> Texto fornecido

Thursday, December 5, 2013

Quando eu fui o "poeta-cônsul"

A separação entre a vida pública e o trabalho poético, que vimos exercida no seu máximo rigor por Saint-John Perse, acaba por ser, penso hoje, uma higiene de vida fundamental. O poeta está tão longe de poder ser o "legislador da humanidade", com que sonhava o adolescente Shelley, como se deve afastar da mistura enjoativa entre a aura poética e outras quaisquer auras, sejam elas a do cidadão exemplar, do lutador indómito, do bruxo da razão ardente ou do marginal maldito, repescado cada fim de semana pelas gazetas.

Para Wallace Stevens era certamente mais fácil não misturar a sua actividade poética com a direcção da  companhia de seguros para que trabalhava.  T.S.Eliot foi funcionário de um banco, antes de dedicar toda a sua vida profissional à edição, e disse sempre que um poeta deve ter uma profissão, porque a poesia é um trabalho intermitente e uma ligação infiel, ao contrário da prosa, que pode perfeitamente profissionalizar-se, conjugalizar-se e até mesmo burocratizar-se.

> Registos do conjunto
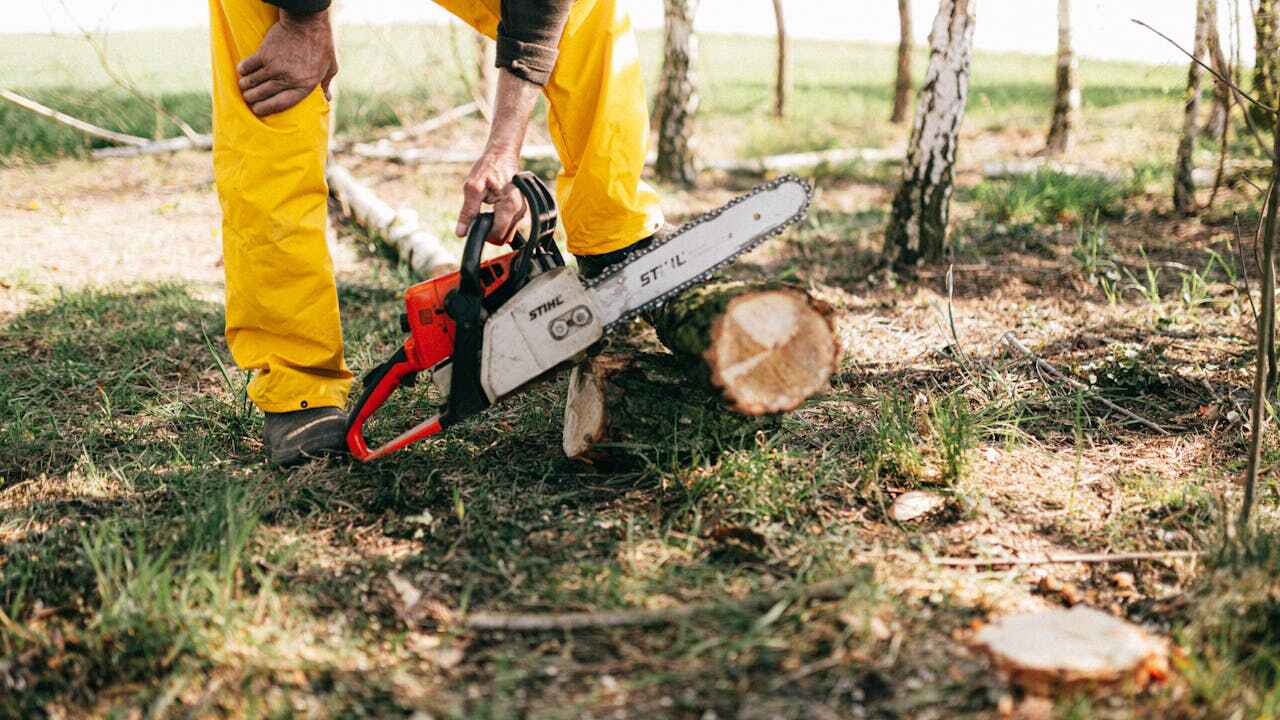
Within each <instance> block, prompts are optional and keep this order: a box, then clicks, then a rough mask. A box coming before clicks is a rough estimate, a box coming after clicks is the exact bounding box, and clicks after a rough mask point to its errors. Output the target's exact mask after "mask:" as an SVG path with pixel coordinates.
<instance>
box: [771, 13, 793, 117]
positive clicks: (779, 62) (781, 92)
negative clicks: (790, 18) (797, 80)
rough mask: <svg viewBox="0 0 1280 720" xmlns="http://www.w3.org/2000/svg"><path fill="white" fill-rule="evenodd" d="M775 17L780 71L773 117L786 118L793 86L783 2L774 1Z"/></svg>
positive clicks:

> Item de tarefa A
Segundo o texto fornecido, em que tipo de empresa trabalhava Wallace Stevens?
> Item de tarefa B
Reproduza linha a linha, sem qualquer alteração, todos os registos, omitindo as imagens.

> Espaço de resposta A
Numa companhia de seguros.

> Espaço de resposta B
Within each <instance> block, prompts are optional and keep this order: a box, then clicks, then a rough mask. A box coming before clicks is a rough estimate, a box coming after clicks is the exact bounding box, and clicks after a rough mask point to its errors. Output the target's exact mask after "mask:" as an SVG path with pixel coordinates.
<instance>
box: [771, 13, 793, 117]
positive clicks: (779, 62) (781, 92)
negative clicks: (790, 18) (797, 80)
rough mask: <svg viewBox="0 0 1280 720" xmlns="http://www.w3.org/2000/svg"><path fill="white" fill-rule="evenodd" d="M775 17L780 71L773 117L786 118L793 86L783 2L774 1Z"/></svg>
positive clicks:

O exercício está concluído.